Work to be completed ▸ Reproduce the listing below from the line containing "of the chair" through the end of the listing, requests included. Offset every coordinate in the answers by adding 113 to it.

Stored records ▸
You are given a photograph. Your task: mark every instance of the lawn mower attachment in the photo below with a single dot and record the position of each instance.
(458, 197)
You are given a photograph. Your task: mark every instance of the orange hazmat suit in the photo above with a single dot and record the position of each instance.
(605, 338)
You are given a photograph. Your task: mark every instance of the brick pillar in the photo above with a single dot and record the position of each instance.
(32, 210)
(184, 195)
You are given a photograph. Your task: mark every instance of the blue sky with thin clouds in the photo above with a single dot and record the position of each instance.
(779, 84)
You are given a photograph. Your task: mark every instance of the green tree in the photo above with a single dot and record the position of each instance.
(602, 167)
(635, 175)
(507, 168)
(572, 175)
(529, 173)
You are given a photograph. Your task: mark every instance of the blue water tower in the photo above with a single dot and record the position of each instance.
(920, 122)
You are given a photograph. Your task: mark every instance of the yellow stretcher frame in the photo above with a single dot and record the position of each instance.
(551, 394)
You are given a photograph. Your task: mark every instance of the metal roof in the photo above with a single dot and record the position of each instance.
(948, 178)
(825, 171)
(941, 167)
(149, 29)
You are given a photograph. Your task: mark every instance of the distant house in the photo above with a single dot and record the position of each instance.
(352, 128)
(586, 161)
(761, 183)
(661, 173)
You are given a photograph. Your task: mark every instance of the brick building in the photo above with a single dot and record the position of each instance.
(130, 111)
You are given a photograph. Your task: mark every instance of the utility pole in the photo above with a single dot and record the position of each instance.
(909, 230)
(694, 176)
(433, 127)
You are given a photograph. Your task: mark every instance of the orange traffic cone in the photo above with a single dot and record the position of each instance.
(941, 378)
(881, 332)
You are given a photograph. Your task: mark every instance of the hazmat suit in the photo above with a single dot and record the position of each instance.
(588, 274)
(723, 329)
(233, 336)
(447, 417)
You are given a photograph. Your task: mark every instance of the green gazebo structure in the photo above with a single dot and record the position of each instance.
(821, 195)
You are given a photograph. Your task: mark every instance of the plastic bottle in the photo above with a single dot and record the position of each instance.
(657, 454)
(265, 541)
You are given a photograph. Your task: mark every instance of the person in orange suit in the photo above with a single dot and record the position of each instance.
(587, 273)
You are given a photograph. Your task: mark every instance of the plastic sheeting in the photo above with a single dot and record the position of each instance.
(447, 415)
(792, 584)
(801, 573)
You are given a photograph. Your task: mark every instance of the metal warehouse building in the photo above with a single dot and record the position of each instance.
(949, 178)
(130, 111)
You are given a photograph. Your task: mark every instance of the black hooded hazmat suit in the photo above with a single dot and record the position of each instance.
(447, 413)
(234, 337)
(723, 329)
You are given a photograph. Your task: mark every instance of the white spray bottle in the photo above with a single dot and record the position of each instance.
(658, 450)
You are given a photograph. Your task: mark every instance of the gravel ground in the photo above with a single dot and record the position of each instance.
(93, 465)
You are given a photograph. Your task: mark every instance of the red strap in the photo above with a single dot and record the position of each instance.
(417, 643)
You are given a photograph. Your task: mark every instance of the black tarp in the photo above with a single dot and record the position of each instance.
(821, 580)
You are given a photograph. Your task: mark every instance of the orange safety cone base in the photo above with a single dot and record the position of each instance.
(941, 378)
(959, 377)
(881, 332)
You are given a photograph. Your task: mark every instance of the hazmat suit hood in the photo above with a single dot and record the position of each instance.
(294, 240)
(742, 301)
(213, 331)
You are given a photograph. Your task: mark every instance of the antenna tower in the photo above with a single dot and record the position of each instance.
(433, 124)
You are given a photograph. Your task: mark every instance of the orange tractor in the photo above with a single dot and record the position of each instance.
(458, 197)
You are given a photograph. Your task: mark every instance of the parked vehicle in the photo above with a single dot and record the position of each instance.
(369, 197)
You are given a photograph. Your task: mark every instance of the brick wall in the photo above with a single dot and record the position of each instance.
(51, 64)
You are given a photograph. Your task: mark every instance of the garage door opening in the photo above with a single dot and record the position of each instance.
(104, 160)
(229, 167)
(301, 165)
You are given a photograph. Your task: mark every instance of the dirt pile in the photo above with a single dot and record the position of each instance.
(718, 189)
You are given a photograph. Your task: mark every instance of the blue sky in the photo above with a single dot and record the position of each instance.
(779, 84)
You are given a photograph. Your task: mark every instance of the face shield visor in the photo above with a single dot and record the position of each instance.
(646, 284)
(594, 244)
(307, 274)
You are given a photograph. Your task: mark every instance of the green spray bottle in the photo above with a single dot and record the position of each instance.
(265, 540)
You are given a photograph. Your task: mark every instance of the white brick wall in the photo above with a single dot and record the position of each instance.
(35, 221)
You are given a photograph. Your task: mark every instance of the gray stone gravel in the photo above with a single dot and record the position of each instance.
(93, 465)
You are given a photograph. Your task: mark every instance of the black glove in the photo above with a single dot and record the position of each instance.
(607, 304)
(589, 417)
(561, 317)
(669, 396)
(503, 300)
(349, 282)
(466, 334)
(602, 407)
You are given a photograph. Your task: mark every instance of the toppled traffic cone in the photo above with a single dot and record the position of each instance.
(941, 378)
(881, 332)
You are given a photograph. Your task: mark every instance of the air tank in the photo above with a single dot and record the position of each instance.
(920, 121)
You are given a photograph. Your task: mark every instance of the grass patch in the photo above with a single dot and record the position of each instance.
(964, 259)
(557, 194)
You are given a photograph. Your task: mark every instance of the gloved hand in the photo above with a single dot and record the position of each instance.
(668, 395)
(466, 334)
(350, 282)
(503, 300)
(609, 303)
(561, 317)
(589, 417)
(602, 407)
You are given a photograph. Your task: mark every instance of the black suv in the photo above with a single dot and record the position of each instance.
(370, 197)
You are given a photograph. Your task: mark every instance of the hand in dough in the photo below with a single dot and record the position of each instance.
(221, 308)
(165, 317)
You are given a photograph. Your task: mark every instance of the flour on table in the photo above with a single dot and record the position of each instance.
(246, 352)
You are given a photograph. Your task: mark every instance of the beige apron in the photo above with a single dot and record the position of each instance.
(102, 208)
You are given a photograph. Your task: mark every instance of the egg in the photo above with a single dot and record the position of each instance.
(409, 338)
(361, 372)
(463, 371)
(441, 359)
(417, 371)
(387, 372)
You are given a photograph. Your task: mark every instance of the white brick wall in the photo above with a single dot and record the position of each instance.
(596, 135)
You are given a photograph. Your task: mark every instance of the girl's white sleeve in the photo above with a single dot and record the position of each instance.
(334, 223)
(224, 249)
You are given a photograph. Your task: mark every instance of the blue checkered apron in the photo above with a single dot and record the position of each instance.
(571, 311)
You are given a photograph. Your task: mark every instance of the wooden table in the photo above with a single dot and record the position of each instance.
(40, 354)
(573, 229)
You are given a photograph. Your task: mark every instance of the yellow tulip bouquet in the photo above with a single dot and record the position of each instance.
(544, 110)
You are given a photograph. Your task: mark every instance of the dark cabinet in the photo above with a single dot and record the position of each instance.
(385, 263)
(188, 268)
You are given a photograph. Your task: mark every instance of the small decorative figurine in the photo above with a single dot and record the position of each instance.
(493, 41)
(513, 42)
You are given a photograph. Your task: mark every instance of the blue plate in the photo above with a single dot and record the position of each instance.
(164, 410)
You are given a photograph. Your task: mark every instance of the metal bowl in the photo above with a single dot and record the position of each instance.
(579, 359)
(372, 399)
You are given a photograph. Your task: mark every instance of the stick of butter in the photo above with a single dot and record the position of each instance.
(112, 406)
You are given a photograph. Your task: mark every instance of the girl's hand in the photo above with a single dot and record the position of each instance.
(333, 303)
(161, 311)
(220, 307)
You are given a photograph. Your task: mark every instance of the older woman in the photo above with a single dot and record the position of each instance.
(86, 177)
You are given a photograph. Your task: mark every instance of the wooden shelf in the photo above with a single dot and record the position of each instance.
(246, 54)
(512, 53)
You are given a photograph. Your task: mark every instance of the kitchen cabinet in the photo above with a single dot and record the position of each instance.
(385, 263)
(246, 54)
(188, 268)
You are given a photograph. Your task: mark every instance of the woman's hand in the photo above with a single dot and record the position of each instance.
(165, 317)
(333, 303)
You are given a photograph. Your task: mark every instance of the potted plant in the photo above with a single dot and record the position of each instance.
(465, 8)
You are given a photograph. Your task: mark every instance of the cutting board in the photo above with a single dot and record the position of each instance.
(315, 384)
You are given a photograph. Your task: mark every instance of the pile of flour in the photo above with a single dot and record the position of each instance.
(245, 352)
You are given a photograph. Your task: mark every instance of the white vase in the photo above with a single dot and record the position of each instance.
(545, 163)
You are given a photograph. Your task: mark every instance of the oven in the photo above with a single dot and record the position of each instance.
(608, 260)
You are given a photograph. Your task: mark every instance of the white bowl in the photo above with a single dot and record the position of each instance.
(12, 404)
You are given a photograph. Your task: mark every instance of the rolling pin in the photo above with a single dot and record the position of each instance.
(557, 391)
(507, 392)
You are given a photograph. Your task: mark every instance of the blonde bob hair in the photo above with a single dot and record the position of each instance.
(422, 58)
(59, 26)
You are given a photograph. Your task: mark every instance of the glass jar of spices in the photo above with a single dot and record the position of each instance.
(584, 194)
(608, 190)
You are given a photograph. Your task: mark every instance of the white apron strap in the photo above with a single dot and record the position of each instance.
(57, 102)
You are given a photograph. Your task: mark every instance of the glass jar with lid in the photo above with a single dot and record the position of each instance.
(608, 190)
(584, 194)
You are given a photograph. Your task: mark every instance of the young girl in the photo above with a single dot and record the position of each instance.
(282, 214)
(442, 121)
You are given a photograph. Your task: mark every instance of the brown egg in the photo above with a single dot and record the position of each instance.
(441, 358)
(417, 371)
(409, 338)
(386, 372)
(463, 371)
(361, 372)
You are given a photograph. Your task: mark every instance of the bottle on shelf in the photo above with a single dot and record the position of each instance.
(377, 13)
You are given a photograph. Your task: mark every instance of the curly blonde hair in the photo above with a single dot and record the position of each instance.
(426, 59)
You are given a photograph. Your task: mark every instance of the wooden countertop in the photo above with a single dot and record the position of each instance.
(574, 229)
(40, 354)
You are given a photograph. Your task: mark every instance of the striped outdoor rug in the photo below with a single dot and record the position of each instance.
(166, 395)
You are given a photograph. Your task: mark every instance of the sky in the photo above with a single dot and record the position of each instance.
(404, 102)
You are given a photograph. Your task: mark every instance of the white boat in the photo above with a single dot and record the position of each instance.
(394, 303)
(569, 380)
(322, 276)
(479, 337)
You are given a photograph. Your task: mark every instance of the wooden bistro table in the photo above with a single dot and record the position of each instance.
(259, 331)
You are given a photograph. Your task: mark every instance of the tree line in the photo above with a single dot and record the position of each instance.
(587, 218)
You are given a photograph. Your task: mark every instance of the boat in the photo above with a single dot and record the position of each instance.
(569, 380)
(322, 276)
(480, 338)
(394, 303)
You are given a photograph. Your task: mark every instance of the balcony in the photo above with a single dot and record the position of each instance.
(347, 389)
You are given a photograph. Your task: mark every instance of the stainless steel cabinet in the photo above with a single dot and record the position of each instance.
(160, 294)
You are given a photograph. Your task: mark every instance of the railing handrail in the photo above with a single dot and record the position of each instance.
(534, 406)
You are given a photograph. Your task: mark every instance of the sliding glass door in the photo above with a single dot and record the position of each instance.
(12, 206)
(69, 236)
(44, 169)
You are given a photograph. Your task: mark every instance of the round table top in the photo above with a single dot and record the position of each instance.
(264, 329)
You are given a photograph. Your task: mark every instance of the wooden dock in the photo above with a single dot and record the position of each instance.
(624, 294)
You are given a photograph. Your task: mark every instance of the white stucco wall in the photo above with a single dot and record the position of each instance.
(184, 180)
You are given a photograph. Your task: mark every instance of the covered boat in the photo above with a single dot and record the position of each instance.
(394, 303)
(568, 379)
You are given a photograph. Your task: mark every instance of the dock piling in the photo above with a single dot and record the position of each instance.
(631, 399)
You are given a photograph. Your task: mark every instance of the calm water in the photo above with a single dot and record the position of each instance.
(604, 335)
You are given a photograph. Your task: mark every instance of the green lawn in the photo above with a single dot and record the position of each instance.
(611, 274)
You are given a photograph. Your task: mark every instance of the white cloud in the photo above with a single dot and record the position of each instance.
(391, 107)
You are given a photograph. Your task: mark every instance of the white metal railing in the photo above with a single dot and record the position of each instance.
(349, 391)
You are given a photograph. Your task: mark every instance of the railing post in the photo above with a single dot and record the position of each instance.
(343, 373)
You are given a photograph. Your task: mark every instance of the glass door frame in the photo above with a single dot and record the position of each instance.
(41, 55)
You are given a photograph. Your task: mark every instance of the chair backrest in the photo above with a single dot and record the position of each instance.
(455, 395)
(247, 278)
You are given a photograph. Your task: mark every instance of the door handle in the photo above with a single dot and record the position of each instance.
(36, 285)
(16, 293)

Solution below ▸
You are given a photograph. Your task: mark every instance of the chair backrest in the photo above with a single dot and record the position of each instance.
(568, 508)
(360, 391)
You are given a photograph. Your task: mark every instance of the door handle in the photo above with a single dot and record the position of each instance.
(149, 398)
(129, 406)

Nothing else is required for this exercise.